Dataset rows on where objects appear:
■ ■ ■ ■

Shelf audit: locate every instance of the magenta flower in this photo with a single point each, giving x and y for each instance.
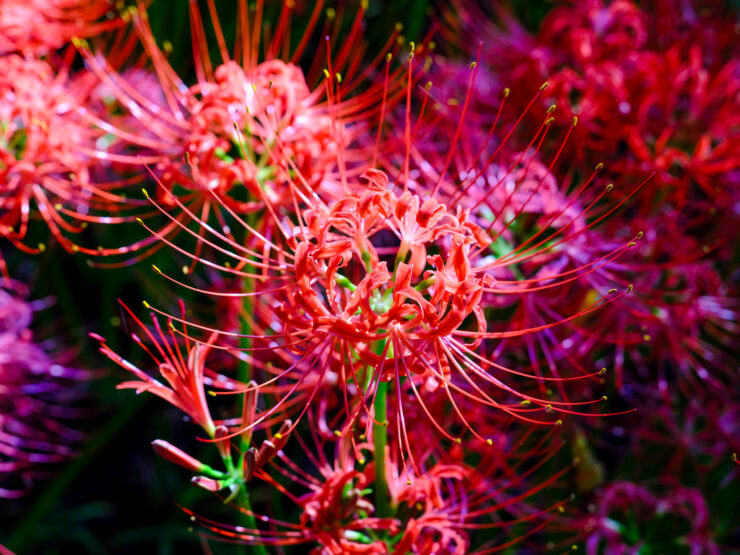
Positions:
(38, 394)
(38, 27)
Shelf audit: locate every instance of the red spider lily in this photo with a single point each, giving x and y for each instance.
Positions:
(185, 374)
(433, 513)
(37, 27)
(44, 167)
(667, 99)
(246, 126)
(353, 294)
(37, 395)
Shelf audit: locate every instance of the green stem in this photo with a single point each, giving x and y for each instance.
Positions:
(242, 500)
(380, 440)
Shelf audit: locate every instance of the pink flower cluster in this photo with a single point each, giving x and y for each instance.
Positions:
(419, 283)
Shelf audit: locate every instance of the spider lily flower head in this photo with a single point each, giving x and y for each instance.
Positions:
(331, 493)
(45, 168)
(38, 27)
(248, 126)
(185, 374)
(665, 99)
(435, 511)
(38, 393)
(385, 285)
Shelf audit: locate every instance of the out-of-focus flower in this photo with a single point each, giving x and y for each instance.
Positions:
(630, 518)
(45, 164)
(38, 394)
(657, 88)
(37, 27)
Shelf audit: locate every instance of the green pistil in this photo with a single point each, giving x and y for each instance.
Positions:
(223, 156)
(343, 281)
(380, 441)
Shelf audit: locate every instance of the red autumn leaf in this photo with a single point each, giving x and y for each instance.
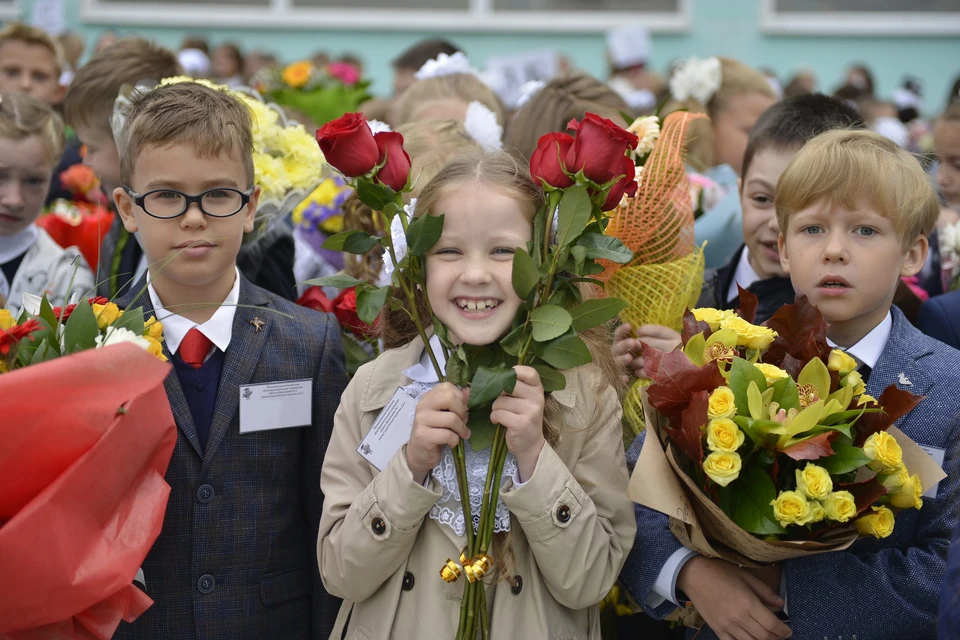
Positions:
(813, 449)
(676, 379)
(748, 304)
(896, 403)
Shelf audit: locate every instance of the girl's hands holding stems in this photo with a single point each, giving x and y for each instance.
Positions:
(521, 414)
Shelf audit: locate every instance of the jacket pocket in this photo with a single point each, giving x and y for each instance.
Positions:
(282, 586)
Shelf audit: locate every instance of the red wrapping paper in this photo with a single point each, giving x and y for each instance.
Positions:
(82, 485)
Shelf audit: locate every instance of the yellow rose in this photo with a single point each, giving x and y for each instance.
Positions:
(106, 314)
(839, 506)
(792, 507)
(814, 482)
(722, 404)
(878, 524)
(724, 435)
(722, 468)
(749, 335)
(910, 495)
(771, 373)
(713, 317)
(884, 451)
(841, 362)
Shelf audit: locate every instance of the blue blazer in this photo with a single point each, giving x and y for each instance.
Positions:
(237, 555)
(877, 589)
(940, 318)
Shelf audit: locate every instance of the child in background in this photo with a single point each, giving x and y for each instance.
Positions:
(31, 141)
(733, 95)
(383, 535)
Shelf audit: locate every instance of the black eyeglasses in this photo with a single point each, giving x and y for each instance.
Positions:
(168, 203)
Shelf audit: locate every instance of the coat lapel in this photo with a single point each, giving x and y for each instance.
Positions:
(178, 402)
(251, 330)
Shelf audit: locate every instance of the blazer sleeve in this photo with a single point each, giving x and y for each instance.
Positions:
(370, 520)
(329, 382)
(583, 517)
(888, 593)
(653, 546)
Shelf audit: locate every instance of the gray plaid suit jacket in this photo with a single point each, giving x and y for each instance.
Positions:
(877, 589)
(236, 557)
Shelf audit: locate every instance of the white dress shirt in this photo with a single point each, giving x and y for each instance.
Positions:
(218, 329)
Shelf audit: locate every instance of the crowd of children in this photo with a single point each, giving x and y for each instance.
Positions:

■ ■ ■ ■

# [Short problem]
Copy every line of the data word for word, omitting the images.

# [Right answer]
Shelf audit: locate every instance of the magenta flower in this photo with a single point each, giving x and y for each instance.
Positions:
(38, 394)
(38, 27)
Shelf audit: locate every instance of the red spider lily in this photo with a single point each, giving x and y for each instance.
Positions:
(185, 374)
(433, 513)
(37, 27)
(44, 167)
(667, 99)
(246, 126)
(353, 294)
(37, 395)
Shelf audit: locate every instance of the green stem in this photo with a single point each, giving x and y for each instance.
Positions:
(242, 500)
(380, 440)
Shelf audit: locate every instance of the pink flower cluster in this photo with a single point each, giving x and y for each instance.
Positions:
(419, 283)
Shelf audit: locate every instance of the spider lily flower head in this photo with a single point each, giving x and y for each instance.
Positions:
(331, 493)
(45, 168)
(38, 27)
(248, 126)
(185, 374)
(665, 99)
(435, 511)
(38, 393)
(385, 285)
Shelf audit: locate every instance of the out-of-focus flower in this photo with a single point each, giving x and y for each instance.
Positions:
(630, 518)
(45, 164)
(38, 394)
(657, 88)
(37, 27)
Shelf audit: locate every instance of the green pistil in this photo with a single point each, giving x and y for each instance.
Positions:
(223, 156)
(343, 281)
(380, 441)
Shelf audit: locate every instance of the red autumn leaf in this photo with a single point each, giving x and y for each instance.
Positions:
(813, 449)
(676, 379)
(748, 304)
(896, 403)
Shelf audit: locate every instance of the girl's hands holding stems in this photo with a single point each, giving x and y for each instance.
Positions:
(521, 414)
Shelf audit: locate every instance of the jacket pocket in this photo with a single point each, giving x and y for each instance.
Positions:
(282, 586)
Shelf audit: locate every instance of the red wrapping paper in this photo with a single point each, giving x and y for each instance.
Positions:
(82, 485)
Shelf audit: locate every instance of the yellow rose in this photo with a single point each, giving x and y for each instance.
Positions:
(106, 314)
(839, 506)
(792, 507)
(814, 482)
(722, 404)
(878, 524)
(724, 435)
(722, 468)
(749, 335)
(910, 495)
(771, 373)
(713, 317)
(884, 451)
(841, 362)
Shelf audit: locate every instance of the blue blazer in this photo with a single point each, giving x and y for each instance.
Positions:
(237, 555)
(877, 589)
(940, 318)
Shelf audit: locate every instance of the child in background in this photo with a single point each, giving x and y for each instance.
Positions:
(31, 141)
(733, 95)
(383, 535)
Shelf audit: locate every instance of the black eyeglasses in this photo with a single point each, giving x and y for each instance.
Positions:
(168, 203)
Shelf audit: locate every instance of the coat lapel in this photo with a single point each, giving x and y for each instance.
Positions:
(178, 402)
(251, 330)
Shelf audit: locate every instance of the blazer sleeve in this photo with a single point each, giving x and y for each instance.
Positions:
(370, 520)
(329, 382)
(583, 517)
(888, 593)
(653, 546)
Shelf audit: locate every instance of the gray plaid suit jacket in this photo with a single point each, giving x and y for each instance.
Positions:
(877, 589)
(236, 557)
Shelf audit: locate every instance of the white dress shirt in this photo with a single point each, giving x and y for each instance.
Positions:
(218, 329)
Shelf audit: locate every instance of the crowd of children in this photo with a single point each, giving x and y for each instance.
Positions:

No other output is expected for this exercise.